DATA FOR THE TASK |

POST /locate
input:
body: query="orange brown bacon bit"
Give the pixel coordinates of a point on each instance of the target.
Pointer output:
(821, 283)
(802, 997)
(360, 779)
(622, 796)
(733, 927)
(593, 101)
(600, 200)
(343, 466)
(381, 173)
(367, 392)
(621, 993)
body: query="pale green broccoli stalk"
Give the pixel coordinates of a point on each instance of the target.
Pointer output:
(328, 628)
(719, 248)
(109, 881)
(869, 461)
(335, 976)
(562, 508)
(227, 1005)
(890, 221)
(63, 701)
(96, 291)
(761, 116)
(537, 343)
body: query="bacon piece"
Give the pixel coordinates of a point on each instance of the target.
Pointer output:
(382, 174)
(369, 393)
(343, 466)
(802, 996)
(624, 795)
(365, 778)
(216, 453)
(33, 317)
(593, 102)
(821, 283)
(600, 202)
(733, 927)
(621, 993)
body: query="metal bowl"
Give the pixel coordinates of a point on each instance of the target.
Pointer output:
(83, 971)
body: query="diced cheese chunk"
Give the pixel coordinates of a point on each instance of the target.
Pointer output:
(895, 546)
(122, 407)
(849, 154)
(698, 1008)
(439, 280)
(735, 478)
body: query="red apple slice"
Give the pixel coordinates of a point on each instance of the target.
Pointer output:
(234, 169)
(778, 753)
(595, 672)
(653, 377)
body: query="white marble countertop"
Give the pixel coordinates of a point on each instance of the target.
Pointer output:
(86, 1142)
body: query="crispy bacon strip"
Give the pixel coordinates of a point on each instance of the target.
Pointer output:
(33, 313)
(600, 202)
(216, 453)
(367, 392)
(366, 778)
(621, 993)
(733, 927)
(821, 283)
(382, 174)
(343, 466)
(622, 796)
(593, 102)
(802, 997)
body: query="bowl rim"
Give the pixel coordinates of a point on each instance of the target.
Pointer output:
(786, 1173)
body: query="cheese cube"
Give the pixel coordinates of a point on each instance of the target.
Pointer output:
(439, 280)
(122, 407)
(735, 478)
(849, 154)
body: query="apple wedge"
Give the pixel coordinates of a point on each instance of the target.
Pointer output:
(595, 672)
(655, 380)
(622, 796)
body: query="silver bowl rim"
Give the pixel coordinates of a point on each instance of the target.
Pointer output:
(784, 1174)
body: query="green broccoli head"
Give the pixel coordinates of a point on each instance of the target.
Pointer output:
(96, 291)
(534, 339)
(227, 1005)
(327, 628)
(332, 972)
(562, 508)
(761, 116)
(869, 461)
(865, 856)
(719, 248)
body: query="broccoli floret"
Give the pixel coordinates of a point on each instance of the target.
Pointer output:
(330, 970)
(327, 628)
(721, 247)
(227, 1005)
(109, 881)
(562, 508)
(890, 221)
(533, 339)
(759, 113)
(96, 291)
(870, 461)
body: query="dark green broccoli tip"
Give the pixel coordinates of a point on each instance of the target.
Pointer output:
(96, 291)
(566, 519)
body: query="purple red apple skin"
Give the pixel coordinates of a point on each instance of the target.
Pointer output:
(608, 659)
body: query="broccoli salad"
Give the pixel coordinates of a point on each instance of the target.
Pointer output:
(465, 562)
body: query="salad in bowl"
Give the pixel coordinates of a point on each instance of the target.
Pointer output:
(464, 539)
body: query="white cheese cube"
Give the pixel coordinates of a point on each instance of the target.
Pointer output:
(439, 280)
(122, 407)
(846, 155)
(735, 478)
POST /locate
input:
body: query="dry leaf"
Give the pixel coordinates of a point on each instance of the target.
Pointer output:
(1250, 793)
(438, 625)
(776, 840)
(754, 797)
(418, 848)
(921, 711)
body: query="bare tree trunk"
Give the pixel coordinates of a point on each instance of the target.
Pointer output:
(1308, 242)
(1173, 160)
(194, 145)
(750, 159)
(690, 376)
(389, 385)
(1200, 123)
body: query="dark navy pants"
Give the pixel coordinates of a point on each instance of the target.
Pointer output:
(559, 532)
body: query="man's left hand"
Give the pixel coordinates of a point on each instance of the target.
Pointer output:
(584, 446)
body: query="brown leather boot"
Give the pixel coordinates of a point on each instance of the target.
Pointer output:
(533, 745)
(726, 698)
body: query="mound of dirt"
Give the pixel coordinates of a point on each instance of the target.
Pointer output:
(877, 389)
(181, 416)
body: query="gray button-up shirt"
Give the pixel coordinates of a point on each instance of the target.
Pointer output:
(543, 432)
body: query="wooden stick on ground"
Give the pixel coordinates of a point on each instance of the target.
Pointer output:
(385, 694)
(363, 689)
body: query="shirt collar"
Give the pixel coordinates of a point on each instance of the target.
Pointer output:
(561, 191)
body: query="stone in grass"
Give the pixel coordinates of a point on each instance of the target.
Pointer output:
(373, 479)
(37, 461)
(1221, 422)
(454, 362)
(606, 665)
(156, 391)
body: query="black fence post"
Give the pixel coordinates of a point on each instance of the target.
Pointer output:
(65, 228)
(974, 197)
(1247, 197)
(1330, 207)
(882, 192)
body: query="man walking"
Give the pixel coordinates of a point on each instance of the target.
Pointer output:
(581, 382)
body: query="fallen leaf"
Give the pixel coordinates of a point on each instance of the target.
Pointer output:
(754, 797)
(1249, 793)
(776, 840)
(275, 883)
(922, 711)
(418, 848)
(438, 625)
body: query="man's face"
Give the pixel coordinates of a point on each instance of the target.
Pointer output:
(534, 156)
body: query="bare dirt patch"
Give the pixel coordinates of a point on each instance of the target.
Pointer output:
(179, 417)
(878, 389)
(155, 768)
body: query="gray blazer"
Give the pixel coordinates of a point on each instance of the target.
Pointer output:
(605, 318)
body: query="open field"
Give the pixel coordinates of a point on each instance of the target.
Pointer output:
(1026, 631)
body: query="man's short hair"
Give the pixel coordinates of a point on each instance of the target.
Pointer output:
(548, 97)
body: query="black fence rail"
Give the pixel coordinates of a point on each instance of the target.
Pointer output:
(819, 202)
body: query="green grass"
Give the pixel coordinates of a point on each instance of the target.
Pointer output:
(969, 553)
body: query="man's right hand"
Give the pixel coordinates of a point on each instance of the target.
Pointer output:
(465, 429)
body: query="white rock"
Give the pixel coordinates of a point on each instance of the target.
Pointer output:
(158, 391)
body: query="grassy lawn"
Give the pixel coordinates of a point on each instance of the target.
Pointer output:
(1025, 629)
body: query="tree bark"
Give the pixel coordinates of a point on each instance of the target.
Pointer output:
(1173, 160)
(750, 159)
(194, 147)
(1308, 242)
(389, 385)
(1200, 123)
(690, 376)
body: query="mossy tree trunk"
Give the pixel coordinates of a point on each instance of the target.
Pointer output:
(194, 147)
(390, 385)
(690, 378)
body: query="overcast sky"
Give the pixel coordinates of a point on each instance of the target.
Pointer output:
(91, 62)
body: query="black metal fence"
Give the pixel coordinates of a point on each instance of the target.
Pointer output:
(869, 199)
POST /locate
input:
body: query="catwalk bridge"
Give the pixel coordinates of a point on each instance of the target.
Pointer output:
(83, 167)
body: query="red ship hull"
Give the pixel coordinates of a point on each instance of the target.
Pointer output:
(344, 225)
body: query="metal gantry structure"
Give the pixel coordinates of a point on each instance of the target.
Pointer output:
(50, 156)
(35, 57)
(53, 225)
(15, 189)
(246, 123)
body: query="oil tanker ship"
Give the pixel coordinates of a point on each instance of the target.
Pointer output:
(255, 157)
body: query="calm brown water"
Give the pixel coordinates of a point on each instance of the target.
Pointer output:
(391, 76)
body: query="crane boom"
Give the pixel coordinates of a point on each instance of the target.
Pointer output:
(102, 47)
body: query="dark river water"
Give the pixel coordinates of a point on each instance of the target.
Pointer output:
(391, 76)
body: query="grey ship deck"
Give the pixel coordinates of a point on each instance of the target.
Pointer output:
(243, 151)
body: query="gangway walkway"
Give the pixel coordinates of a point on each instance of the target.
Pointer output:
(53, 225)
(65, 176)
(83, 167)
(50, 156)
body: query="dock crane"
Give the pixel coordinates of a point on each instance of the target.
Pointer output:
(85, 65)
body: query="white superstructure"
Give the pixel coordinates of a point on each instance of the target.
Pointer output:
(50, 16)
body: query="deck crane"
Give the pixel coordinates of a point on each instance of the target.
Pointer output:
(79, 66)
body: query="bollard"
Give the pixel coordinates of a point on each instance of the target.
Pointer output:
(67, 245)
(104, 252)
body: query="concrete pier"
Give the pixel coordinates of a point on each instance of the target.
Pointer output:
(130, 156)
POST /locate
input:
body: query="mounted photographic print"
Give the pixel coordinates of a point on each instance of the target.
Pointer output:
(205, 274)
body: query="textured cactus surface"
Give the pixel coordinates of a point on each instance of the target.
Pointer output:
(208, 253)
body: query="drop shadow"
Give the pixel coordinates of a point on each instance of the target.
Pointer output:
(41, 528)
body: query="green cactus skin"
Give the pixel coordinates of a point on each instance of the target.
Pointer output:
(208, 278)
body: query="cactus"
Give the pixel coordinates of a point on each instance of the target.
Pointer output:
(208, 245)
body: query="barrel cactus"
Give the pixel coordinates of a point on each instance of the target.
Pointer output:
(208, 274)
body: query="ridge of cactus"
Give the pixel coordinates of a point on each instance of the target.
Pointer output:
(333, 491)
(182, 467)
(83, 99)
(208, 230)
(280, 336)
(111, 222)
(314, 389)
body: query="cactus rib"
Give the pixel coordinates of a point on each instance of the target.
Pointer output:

PROBLEM DESCRIPTION | Which lines of the rows above contain the word "dirt"? Pull out each such line and copy it.

EXPECTED ANSWER |
body: query="mound of dirt"
body: query="bare dirt patch"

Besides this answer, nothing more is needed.